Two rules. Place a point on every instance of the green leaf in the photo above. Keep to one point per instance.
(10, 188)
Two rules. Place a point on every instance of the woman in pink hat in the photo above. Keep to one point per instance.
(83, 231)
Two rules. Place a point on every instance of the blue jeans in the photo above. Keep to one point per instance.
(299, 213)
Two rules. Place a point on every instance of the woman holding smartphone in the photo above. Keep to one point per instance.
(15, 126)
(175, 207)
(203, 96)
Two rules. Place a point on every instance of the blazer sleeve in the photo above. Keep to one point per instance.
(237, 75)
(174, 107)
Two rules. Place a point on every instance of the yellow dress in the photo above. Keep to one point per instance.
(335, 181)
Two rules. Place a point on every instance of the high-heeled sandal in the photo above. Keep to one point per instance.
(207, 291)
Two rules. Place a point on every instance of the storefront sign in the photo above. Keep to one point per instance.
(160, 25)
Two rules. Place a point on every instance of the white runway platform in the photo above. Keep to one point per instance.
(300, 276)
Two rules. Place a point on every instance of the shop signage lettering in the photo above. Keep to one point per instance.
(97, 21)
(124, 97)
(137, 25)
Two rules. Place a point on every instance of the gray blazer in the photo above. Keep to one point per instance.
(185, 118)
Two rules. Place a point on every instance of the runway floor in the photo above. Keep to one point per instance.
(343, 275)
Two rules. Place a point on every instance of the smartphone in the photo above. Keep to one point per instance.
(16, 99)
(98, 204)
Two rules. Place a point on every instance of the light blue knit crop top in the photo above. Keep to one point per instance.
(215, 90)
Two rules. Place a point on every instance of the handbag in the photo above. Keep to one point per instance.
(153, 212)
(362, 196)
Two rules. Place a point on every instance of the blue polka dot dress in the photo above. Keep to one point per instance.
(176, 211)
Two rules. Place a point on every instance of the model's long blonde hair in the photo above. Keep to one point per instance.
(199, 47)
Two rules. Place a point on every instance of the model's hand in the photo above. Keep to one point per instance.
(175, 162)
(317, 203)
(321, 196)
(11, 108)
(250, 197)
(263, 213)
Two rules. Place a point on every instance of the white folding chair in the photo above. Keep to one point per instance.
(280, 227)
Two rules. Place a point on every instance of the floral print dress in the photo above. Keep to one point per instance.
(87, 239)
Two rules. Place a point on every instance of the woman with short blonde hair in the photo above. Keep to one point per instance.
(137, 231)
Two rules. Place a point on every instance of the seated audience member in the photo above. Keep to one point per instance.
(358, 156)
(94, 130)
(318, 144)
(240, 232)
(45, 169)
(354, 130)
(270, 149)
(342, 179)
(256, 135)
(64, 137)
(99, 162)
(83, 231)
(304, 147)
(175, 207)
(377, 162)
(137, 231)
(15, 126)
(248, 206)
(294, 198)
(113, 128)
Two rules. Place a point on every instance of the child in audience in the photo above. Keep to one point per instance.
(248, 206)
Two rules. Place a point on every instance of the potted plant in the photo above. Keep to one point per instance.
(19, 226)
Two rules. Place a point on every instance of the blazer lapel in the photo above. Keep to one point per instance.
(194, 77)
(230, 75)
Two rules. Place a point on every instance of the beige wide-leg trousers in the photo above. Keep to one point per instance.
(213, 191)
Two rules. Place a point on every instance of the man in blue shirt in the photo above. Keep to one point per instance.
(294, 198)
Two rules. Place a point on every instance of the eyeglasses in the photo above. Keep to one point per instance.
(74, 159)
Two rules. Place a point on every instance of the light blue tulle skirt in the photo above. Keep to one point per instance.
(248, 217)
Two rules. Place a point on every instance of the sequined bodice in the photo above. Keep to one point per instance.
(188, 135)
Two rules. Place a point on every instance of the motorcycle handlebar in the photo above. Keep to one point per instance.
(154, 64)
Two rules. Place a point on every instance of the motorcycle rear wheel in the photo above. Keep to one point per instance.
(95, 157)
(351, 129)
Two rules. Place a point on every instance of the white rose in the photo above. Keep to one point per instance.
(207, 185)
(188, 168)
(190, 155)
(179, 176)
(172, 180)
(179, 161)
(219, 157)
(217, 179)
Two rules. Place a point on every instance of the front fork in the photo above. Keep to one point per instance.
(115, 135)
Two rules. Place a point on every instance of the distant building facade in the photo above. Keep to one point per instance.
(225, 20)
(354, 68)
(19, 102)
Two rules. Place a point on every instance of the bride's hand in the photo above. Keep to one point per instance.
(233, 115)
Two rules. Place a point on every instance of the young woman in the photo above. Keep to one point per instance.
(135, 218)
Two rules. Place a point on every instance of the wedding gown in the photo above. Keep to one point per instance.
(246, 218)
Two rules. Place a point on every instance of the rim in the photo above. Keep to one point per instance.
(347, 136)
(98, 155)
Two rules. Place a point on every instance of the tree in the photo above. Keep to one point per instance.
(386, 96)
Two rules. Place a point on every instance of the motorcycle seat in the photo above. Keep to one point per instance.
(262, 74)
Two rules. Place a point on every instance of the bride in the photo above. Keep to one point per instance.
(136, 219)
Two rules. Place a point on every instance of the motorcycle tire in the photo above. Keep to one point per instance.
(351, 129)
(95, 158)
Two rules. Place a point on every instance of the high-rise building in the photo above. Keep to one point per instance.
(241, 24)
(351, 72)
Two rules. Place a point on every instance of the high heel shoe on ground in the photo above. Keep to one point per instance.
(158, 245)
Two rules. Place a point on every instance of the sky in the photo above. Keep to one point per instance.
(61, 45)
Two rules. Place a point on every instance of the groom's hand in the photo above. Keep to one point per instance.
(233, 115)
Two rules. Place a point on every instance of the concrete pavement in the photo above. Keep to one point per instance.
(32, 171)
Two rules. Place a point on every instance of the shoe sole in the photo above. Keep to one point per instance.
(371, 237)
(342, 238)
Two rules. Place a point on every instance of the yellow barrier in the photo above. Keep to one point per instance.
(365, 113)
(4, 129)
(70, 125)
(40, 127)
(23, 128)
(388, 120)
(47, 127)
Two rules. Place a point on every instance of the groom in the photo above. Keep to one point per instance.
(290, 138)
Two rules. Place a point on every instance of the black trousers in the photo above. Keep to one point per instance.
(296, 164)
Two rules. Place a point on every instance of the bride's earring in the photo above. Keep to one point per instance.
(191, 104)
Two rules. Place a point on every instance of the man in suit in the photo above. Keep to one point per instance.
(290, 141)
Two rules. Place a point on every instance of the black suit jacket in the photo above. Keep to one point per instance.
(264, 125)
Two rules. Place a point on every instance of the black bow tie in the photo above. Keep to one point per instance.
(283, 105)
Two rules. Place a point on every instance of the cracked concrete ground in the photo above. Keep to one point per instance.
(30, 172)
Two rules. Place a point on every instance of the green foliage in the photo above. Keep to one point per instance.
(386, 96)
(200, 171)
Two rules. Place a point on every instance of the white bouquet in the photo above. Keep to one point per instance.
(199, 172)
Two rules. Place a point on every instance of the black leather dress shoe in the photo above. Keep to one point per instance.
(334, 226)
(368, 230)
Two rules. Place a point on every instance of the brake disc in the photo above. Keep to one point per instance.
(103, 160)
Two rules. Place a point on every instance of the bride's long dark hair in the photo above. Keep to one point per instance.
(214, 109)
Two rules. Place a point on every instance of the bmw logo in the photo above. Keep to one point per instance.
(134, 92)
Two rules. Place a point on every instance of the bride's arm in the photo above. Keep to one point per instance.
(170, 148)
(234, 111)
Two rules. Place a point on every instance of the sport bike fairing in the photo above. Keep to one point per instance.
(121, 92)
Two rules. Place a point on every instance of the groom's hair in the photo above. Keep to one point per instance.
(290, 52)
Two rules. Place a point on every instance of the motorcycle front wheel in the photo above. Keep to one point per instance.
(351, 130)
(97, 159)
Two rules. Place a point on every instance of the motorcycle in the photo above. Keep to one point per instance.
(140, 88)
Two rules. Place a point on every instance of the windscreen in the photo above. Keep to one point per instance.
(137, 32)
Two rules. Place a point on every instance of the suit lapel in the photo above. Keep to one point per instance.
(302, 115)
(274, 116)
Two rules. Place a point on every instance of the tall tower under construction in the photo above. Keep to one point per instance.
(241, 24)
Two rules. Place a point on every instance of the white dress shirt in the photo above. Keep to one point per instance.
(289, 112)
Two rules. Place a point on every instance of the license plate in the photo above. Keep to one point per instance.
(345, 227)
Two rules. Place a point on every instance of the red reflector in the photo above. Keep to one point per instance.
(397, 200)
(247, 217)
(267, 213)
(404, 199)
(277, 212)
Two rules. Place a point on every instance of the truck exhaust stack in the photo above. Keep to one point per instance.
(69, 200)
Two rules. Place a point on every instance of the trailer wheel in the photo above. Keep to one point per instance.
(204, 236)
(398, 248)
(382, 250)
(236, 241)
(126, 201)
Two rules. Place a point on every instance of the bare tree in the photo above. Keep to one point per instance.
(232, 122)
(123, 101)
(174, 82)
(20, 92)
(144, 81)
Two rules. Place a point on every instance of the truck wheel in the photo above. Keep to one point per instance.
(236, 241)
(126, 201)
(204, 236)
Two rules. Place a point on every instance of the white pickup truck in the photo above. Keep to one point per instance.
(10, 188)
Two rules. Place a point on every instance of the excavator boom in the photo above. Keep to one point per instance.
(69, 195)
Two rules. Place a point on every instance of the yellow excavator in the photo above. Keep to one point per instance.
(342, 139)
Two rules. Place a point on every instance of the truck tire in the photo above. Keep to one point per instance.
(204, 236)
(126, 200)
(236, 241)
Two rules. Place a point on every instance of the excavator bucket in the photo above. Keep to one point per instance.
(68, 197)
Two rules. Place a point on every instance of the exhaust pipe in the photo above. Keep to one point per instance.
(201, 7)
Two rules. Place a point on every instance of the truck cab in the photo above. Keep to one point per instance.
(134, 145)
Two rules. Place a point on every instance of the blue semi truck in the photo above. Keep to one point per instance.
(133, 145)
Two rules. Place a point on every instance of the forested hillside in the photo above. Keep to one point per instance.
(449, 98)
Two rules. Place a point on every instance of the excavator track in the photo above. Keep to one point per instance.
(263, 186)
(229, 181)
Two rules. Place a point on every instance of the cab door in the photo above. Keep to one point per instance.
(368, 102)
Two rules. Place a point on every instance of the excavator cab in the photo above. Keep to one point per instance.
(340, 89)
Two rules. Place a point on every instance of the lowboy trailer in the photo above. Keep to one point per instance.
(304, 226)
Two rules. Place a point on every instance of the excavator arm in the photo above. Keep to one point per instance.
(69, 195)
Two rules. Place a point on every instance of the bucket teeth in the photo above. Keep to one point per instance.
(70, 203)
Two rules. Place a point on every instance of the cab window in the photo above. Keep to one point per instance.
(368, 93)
-=-=-
▶ _What the task asks_
Reproduce, with no other lines, the run of lines that begins with the one containing "the blue semi" and ends with the last line of the material.

▶ _Solution to this task_
Two rules. Place a point on every instance of the blue semi truck in the photo above. Keep to one point per instance.
(133, 145)
Two rules. Place a point on every instance of the forested hillside in the photo above. Keep to one point per instance.
(449, 98)
Two rules. Place a point on every instance of the excavator track in the photo above. Keep to one point per instance.
(263, 186)
(229, 181)
Two rules. Place a point on every instance of the cab door in the photo above. Keep to one point per instance.
(368, 102)
Two rules. Place a point on every instance of the excavator cab in the photo above. Keep to one point per instance.
(340, 89)
Two rules. Place a point on every instance of the lowboy trailer in the photo above. Keep to one point per instance.
(304, 226)
Two rules. Place a point on every instance of the excavator arm in the photo above. Keep to one point per instance.
(69, 195)
Two rules. Place a point on every instance of the bucket teeth in the photo above. Keep to one point per instance.
(70, 203)
Two rules. Place a point on every instance of the cab window in the photo above. Keep to one point per instance.
(368, 93)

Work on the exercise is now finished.